**Given records:**

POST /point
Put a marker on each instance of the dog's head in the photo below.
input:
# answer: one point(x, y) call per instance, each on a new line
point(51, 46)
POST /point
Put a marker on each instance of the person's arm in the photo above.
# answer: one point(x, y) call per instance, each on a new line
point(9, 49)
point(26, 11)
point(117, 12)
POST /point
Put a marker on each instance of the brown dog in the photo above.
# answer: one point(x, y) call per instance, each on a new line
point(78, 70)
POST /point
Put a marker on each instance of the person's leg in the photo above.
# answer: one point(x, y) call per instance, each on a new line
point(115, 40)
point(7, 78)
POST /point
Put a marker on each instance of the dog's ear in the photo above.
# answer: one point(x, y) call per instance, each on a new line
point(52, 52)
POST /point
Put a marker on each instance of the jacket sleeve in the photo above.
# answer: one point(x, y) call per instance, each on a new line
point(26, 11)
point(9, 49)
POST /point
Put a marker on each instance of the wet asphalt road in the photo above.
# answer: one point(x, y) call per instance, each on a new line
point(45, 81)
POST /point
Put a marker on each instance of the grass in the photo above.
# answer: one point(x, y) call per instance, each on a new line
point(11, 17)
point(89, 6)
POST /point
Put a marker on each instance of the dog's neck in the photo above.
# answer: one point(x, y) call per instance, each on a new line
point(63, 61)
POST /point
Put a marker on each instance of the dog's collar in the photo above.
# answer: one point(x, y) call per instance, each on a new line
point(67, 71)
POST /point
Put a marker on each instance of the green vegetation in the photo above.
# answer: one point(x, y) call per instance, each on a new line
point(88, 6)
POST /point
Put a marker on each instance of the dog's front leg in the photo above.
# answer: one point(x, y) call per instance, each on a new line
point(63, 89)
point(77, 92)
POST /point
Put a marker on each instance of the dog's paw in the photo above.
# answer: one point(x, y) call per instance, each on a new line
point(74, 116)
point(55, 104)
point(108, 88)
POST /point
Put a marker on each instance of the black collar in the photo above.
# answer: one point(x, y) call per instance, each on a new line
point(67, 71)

**Task:**
The records shown above are to be copied exactly, every one of them.

**Finished exercise:**
POST /point
Put a marker on each instance of the dog's head in the photo below.
input:
# answer: one point(x, y) call per instance, each on a new line
point(51, 46)
POST /point
Put a marker on each instance of the person's arm in the photo above.
# answer: one point(x, y) call per instance, each on a new line
point(9, 49)
point(26, 11)
point(117, 12)
POST /point
Put a marker on each instance of the brown dog in the photo above.
# answer: one point(x, y) call per instance, each on a new line
point(78, 70)
POST /point
Put a marker on each instance of the person's leg in the photo above.
# answer: one point(x, y) call per instance, each on a new line
point(115, 40)
point(7, 78)
POST /point
Put a marker on each instance of the dog's ear in the photo above.
# answer: one point(x, y) call per instance, each on a new line
point(52, 52)
POST /point
Put a marker on each instance of the jacket sleeve in the photo above.
# answer: one point(x, y) call per instance, each on a new line
point(26, 11)
point(9, 49)
POST /point
Put a marker on each instance of the wet asphalt road in the photo above.
# answer: one point(x, y) call per instance, each on a new line
point(45, 81)
POST /point
Put a marker on each instance of the grass in the photo above.
# answer: one point(x, y) call per instance, each on a new line
point(11, 17)
point(89, 6)
POST /point
Put a marker on each instance of the dog's neck in the photo above.
# answer: one point(x, y) call per instance, each on a new line
point(63, 61)
POST /point
Put a marker on each instance of the dog's collar in the photo above.
# answer: one point(x, y) call per instance, each on a new line
point(67, 71)
POST /point
Put a marker on each instance of the green vegetation in the photo above.
# answer: one point(x, y) call per instance, each on a new line
point(88, 6)
POST /point
Put a marker on each instance of the dog's front leg in the photo above.
# answer: one point(x, y) call per instance, each on a new line
point(63, 89)
point(77, 92)
POST /point
Put a marker on each instance of the dog's paw in the photo above.
# answer: one point(x, y) call per instance, each on a new line
point(74, 116)
point(55, 104)
point(108, 88)
POST /point
Put a marker on each instance of the black collar in the photo above.
# answer: one point(x, y) call per instance, each on a new line
point(67, 71)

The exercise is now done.